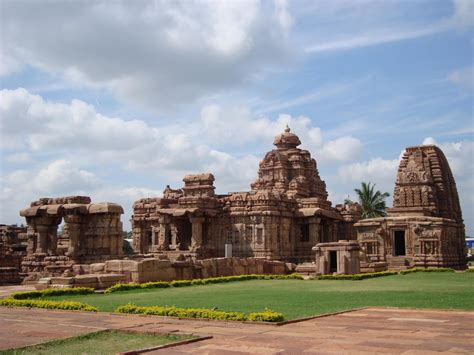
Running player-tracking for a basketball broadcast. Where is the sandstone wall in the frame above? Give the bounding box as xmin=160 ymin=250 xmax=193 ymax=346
xmin=38 ymin=258 xmax=294 ymax=289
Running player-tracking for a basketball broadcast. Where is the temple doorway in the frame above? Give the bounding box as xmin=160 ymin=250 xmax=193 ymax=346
xmin=393 ymin=231 xmax=406 ymax=256
xmin=329 ymin=250 xmax=337 ymax=273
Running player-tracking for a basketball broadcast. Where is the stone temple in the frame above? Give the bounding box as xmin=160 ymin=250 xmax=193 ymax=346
xmin=132 ymin=127 xmax=360 ymax=263
xmin=355 ymin=145 xmax=466 ymax=270
xmin=0 ymin=127 xmax=466 ymax=288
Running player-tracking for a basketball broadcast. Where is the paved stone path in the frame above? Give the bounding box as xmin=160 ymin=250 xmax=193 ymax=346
xmin=0 ymin=285 xmax=35 ymax=298
xmin=0 ymin=308 xmax=474 ymax=354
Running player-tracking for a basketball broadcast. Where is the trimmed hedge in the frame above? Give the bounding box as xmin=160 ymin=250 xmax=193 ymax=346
xmin=10 ymin=287 xmax=95 ymax=300
xmin=115 ymin=303 xmax=285 ymax=322
xmin=317 ymin=271 xmax=398 ymax=281
xmin=105 ymin=273 xmax=303 ymax=293
xmin=0 ymin=298 xmax=99 ymax=312
xmin=400 ymin=267 xmax=454 ymax=275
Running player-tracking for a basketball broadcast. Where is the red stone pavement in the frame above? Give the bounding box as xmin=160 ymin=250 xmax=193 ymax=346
xmin=0 ymin=308 xmax=474 ymax=354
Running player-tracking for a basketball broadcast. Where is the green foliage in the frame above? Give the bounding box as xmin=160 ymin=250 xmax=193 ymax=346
xmin=354 ymin=182 xmax=390 ymax=219
xmin=115 ymin=303 xmax=284 ymax=322
xmin=10 ymin=287 xmax=95 ymax=300
xmin=318 ymin=271 xmax=398 ymax=281
xmin=0 ymin=297 xmax=99 ymax=312
xmin=105 ymin=273 xmax=303 ymax=294
xmin=247 ymin=308 xmax=285 ymax=322
xmin=400 ymin=267 xmax=454 ymax=275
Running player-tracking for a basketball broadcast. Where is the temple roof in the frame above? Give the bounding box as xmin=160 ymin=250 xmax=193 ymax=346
xmin=273 ymin=125 xmax=301 ymax=149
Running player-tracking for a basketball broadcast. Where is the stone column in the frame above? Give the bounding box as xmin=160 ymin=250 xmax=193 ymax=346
xmin=64 ymin=215 xmax=83 ymax=259
xmin=189 ymin=217 xmax=205 ymax=251
xmin=309 ymin=217 xmax=321 ymax=245
xmin=27 ymin=217 xmax=61 ymax=255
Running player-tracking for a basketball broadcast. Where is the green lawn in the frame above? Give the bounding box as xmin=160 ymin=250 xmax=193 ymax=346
xmin=0 ymin=331 xmax=192 ymax=355
xmin=42 ymin=272 xmax=474 ymax=319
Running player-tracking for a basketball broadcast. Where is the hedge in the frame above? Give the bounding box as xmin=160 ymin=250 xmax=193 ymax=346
xmin=10 ymin=287 xmax=95 ymax=300
xmin=0 ymin=297 xmax=99 ymax=312
xmin=115 ymin=303 xmax=285 ymax=322
xmin=105 ymin=273 xmax=303 ymax=293
xmin=400 ymin=267 xmax=454 ymax=275
xmin=317 ymin=271 xmax=398 ymax=281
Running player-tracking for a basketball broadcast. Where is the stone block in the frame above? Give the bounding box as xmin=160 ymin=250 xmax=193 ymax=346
xmin=72 ymin=264 xmax=90 ymax=275
xmin=104 ymin=260 xmax=139 ymax=274
xmin=51 ymin=277 xmax=74 ymax=285
xmin=97 ymin=274 xmax=126 ymax=289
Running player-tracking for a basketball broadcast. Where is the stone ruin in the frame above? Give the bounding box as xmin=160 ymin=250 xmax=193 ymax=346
xmin=0 ymin=224 xmax=28 ymax=284
xmin=20 ymin=196 xmax=123 ymax=281
xmin=131 ymin=127 xmax=361 ymax=263
xmin=0 ymin=131 xmax=466 ymax=288
xmin=355 ymin=145 xmax=466 ymax=271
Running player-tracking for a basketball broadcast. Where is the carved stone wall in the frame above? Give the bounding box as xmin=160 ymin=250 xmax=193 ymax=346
xmin=355 ymin=145 xmax=466 ymax=271
xmin=20 ymin=196 xmax=123 ymax=281
xmin=0 ymin=224 xmax=27 ymax=284
xmin=132 ymin=128 xmax=360 ymax=262
xmin=313 ymin=240 xmax=360 ymax=275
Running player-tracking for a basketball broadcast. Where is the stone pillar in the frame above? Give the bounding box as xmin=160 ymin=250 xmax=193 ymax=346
xmin=27 ymin=217 xmax=61 ymax=255
xmin=189 ymin=217 xmax=205 ymax=251
xmin=309 ymin=217 xmax=321 ymax=245
xmin=64 ymin=215 xmax=83 ymax=259
xmin=157 ymin=217 xmax=171 ymax=250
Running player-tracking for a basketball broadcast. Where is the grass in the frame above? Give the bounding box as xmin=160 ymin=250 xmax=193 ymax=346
xmin=45 ymin=273 xmax=474 ymax=319
xmin=0 ymin=330 xmax=192 ymax=355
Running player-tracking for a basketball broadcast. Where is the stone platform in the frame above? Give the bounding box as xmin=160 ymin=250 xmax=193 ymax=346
xmin=0 ymin=308 xmax=474 ymax=354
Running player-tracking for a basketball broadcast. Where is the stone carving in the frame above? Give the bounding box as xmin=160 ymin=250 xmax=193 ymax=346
xmin=20 ymin=196 xmax=123 ymax=281
xmin=355 ymin=145 xmax=466 ymax=269
xmin=0 ymin=224 xmax=28 ymax=285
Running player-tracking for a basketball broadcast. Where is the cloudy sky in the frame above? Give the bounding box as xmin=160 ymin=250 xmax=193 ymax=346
xmin=0 ymin=0 xmax=474 ymax=235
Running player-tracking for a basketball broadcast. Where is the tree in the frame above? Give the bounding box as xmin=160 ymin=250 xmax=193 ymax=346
xmin=354 ymin=182 xmax=390 ymax=219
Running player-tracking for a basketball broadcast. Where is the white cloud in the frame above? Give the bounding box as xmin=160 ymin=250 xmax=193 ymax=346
xmin=448 ymin=67 xmax=474 ymax=90
xmin=0 ymin=89 xmax=368 ymax=229
xmin=0 ymin=0 xmax=294 ymax=108
xmin=302 ymin=0 xmax=474 ymax=53
xmin=305 ymin=23 xmax=449 ymax=53
xmin=0 ymin=160 xmax=102 ymax=227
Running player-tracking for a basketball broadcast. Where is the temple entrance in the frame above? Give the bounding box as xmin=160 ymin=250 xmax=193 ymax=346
xmin=393 ymin=231 xmax=406 ymax=256
xmin=329 ymin=250 xmax=337 ymax=273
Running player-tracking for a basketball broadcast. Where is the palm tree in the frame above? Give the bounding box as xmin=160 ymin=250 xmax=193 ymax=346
xmin=354 ymin=182 xmax=390 ymax=219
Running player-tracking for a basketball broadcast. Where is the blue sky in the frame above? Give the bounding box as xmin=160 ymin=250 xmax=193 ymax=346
xmin=0 ymin=0 xmax=474 ymax=235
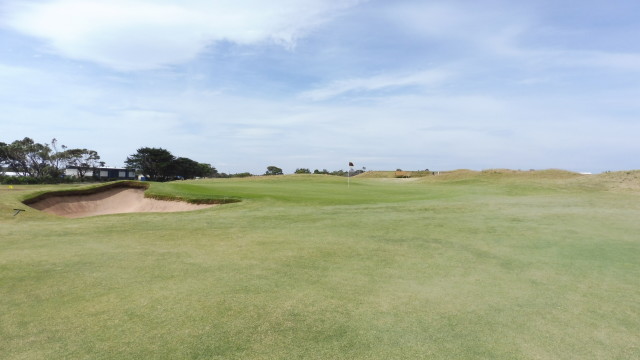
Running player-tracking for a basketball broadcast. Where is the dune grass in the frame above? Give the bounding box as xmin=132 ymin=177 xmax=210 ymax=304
xmin=0 ymin=171 xmax=640 ymax=359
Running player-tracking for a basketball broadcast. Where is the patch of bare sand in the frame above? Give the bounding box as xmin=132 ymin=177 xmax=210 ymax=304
xmin=29 ymin=188 xmax=215 ymax=218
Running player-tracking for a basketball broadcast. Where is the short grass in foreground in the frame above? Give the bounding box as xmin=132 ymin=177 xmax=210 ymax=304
xmin=0 ymin=172 xmax=640 ymax=359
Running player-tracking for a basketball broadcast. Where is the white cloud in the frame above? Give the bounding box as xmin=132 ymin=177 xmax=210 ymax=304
xmin=4 ymin=0 xmax=358 ymax=70
xmin=301 ymin=70 xmax=451 ymax=101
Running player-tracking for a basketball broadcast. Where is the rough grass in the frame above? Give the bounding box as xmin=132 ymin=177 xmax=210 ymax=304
xmin=0 ymin=170 xmax=640 ymax=359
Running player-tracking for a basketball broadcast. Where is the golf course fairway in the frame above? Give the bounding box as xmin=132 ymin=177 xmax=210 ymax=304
xmin=0 ymin=170 xmax=640 ymax=359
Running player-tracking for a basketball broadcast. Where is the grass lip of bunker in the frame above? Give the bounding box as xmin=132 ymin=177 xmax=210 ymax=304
xmin=23 ymin=181 xmax=232 ymax=218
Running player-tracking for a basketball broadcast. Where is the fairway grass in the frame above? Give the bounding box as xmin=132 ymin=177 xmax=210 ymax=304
xmin=0 ymin=170 xmax=640 ymax=359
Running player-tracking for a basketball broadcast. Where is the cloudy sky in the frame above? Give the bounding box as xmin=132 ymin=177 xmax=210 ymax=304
xmin=0 ymin=0 xmax=640 ymax=174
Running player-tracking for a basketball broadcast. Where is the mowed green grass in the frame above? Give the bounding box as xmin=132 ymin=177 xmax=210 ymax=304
xmin=0 ymin=171 xmax=640 ymax=359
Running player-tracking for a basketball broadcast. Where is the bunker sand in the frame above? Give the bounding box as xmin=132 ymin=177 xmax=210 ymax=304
xmin=29 ymin=188 xmax=215 ymax=218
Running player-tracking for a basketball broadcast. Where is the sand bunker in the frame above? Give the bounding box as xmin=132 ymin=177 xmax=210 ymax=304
xmin=29 ymin=187 xmax=215 ymax=218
^^^^^^^^^^^^^^^^
PROBLEM TO SOLVE
How many lines in the listing above contain the string "wall"? Reply with the number alone.

OUTPUT FOR THIS EXERCISE
2